■ WHAT THIS EXERCISE ASKS
(1) Restate the SPAWK page's paragraph beginning "The above SPAWK script includes" more briefly, keeping its main facts.
(2) Copy the SPAWK page between "Based on two-way" and "count_relations($1)", inclusive, substituting "statements" for each "queries".

■ SOURCE EXTRACT
SPAWK — SQL Powered AWK

Introduction

Based on two-way pipes, known as coprocesses in gawk's jargon, SPAWK forms a tiny library of AWK functions that make possible for AWK to communicate with MySQL/MariaDB databases. Using SPAWK, one can submit SQL queries to MySQL/MariaDB database servers from within AWK scripts and process the result rows in the same AWK script. DDL/DML SQL queries may be submitted as well. Let's take a look at what a SPAWK script may look like:

@include "spawk.awk"

BEGIN {
	spawk_sesami("chat", "xxx", "chat")
}

{
	count_relations($1)
}

function count_relations(user,		count) {
	spawk_query("SELECT `relationship` FROM `relation` WHERE `user` LIKE '" user "'")

	while (spawk_fetchrow(row, 1))
	count[row[0]]++

	print user, count["FRIEND"] + 0, count["BLOCKED"] + 0
}

The above SPAWK script includes the SPAWK library at first. In the BEGIN section, the database credentials are being set. For every input line, the first field is considered to be a user login name for which the program will select the related users and count the selected relations based on the relation kind. Then, the user login name along with the friends and blocked counts for this user will be printed.

Notice!
This is an introductory, light version of SPAWK. While you can download and run this version of SPAWK in your local system, it's strongly recommended not to do so. Just read this page as you may read any article in your favourite Linux magazine. If you find SPAWK interesting, visit the official SPAWK site at spawk.opasopa.net and download the real SPAWK following the instructions there.

A similar SPAWK script can be used to print friends and blocked counts for ALL registered users:

@include "spawk.awk"

BEGIN {
	spawk_sesami("chat", "xxx", "chat")

	spawk_query("SELECT `login` FROM `user`")

	while (spawk_fetchrow(user, 1))
	count_relations(user[0])
}

function count_relations(user,		count) {
	spawk_query("SELECT `relationship` FROM `relation` WHERE `user` = '" user "'")

	while (spawk_fetchrow(row, 1))
	count[row[0]]++

	print user, count["FRIEND"] + 0, count["BLOCKED"] + 0
}

The chat application

Assume a chat application based on a relational database holding user accounts and relations between users. Every user may create relations of type "FRIEND" or "BLOCKED" with other registered users of the application. A simple database schema for the chat database would be:

-- Application "chat" is about web chatting between application users.
-- Behind "chat" application, lies the "chat" database were user data and
-- user relationships are stored.

-- (Re)create the "chat" database.

DROP DATABASE IF EXISTS `chat`
;

CREATE DATABASE `chat`
DEFAULT CHARSET = utf8
DEFAULT COLLATE = utf8_general_ci
;

-- Select "chat" database as the default database.

USE `chat`
;

-- Table "user" is the most significant table of the "chat" database.
-- Each row represents a registered user of the "chat" application.

■ DATA

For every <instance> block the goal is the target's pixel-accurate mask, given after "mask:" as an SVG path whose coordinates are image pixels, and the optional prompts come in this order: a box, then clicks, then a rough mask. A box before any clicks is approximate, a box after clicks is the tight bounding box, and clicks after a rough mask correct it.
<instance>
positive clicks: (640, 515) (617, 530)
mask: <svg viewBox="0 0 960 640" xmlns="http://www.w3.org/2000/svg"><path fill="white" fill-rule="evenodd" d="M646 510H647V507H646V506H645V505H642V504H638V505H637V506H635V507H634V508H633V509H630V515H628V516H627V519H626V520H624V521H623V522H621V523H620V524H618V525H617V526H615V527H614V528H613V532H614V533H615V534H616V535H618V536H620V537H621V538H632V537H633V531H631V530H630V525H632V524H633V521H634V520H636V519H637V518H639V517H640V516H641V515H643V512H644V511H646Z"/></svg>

■ SOLUTION SET
(1) The script first includes the SPAWK library and sets the database credentials in the BEGIN section. It treats the first field of each input line as a user login name, selects that user's related users and counts the relations by kind. It then prints the login name with that user's friends and blocked counts.

(2)
Based on two-way pipes, known as coprocesses in gawk's jargon, SPAWK forms a tiny library of AWK functions that make possible for AWK to communicate with MySQL/MariaDB databases. Using SPAWK, one can submit SQL statements to MySQL/MariaDB database servers from within AWK scripts and process the result rows in the same AWK script. DDL/DML SQL statements may be submitted as well. Let's take a look at what a SPAWK script may look like:

@include "spawk.awk"

BEGIN {
	spawk_sesami("chat", "xxx", "chat")
}

{
	count_relations($1)